* [OBJECTIVE]: Can you give back every one of the entries below verbatim, character for character?
>> Start MATERIAL PROVIDED
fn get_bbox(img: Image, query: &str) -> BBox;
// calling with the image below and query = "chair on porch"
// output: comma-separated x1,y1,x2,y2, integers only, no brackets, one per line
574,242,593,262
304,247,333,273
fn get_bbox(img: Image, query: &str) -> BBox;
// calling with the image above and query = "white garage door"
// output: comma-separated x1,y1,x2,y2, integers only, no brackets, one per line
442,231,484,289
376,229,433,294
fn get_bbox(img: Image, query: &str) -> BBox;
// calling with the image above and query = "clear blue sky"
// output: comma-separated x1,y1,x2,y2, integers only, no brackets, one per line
>> End MATERIAL PROVIDED
* [ANSWER TO THIS PROBLEM]:
fn get_bbox(img: Image, query: &str) -> BBox;
// calling with the image below and query = "chair on porch"
// output: comma-separated x1,y1,x2,y2, integers only, no brackets, one per line
574,242,593,262
304,247,333,273
fn get_bbox(img: Image, query: &str) -> BBox;
// calling with the image above and query = "white garage door"
// output: comma-separated x1,y1,x2,y2, integers only, no brackets, one per line
442,231,484,289
376,229,433,294
fn get_bbox(img: Image, query: &str) -> BBox;
// calling with the image above and query = "clear blue sky"
// output: comma-separated x1,y1,x2,y2, integers only, no brackets, one per line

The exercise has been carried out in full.